● **Extract**:
What I would find even more interesting is a study of the number of applications users install, and how those moving averages have changed over time. Like say the number of applications a typical user installs is 4. Once the user reaches that threshold, what’s the churn like then? Specifically, what are the chances that a user will add a new app? Or maybe an even better metric: how long does it take, and how does this length of time compare to when the user had 1 app and increased to 2, or 2 apps and increased to 3, etc.? Basically, what’s the adoption rate/times based on current application counts?

I believe it becomes harder to influence a user to add or replace for a new app if the number of current apps the user has is high. I think most users, without even knowing it, have a threshold of how many total apps they are willing display on their profile – and that this threshold is based on an ongoing evaluation of the utility and efficiency of the page. Each app takes up real estate on the profile page, and a “rational” user will only show so many until page load times degrade and/or core modules (wall, general information, albums, networks) get drowned in clutter and thus become difficult for users to locate. Of course, social networks like MySpace which have very minimal profile page design constraints prove that most users are irrational ;) – but it’s this design control that greatly helped Facebook dominate the market IMO.

If this is true, then it means that first movers really, really win in the Facebook apps world. Companies like Slide and Rockyou manage many of the top applications, and given the power law market share phenomena, they control a majority stake of application usage and installs. Many of these companies had the early bird advantage, and once winners, always winners – acquisitions of emerging applications, leveraging branding and existing audiences (a.k.a monopoly) to cross promote potentially copy-cat applications faster and wider than the competition, etc. Monopolies inside Facebook have unsettling ramifications, as they block newcomers from capturing profile space. If they fail to innovate (as most monopolies) then next-gen application development may never get through.

Now, if users do have an application count threshold, and it becomes successively more difficult to replace/add a new app as this count increases, then any apps developed now have a substantially rarer chance of gaining market share. If winner’s win, first movers reap, and churn becomes improbable over time, then the early top apps have already most likely filled up users’ allocated app slots.

I find thinking of the profile page as a resource allocation problem rather fascinating. Essentially, there are finite resources on a page and we expect rational users to perform some optimization to allocate resources to maximize utility for themselves and for others (potential game theory link). Once users fill up these resources, human laziness kicks in. Another warrant for improbable churn is that users who want to add new applications after filling up their resource limit will need to remove an existing app to make space. The standards for change are higher now, as the user must compare the new app to an existing preferred app (which probably is a popular early-bird app that friends use), and so the decision will incur a trade-off.

One could also argue that with more apps available now (second slide shows that despite sluggish usage the # of app’s being developed is still growing insanely) users are burdened with more choices. Or, one could argue because most users have reached their app limit, and thus, churn has become improbable, the discoverability of new apps among friends (a critical channel for adoption) also becomes improbable.

Under this theory, especially in context of Facebook’s current efforts and app stats, the growth of new app adoption in social networks will continue to slow down.

So what can be done here?

● **Material supplied**:
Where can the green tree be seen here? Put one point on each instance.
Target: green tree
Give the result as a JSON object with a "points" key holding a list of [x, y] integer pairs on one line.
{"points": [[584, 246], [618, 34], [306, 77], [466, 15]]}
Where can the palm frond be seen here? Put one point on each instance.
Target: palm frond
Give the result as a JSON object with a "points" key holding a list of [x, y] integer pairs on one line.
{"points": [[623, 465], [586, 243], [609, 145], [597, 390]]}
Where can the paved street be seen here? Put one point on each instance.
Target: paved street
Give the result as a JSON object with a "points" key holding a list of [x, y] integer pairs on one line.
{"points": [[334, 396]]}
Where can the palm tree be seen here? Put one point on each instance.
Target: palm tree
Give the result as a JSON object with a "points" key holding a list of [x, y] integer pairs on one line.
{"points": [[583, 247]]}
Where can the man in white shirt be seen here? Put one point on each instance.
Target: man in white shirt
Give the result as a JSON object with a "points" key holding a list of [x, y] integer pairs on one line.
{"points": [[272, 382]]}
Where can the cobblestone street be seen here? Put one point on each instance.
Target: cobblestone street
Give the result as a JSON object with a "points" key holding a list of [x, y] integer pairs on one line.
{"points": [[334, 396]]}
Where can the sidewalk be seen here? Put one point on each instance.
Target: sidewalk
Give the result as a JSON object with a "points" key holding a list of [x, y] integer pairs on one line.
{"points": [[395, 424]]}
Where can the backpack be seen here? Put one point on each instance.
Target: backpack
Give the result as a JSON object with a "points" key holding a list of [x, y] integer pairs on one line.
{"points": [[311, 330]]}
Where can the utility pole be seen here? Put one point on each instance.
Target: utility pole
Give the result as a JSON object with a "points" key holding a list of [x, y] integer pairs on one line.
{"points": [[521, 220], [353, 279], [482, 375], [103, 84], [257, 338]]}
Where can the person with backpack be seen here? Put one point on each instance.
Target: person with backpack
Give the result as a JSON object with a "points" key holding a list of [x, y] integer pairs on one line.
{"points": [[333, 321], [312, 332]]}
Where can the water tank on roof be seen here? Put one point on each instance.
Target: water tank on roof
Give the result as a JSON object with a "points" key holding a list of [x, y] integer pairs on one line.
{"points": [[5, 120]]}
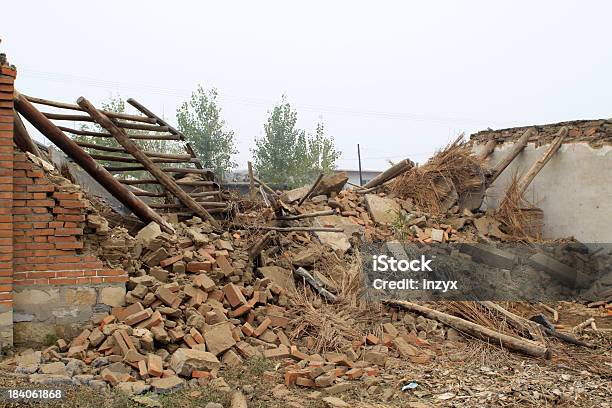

● **Written problem**:
According to the text on Facebook applications, which companies manage many of the top applications?

● **Correct response**:
Slide and Rockyou.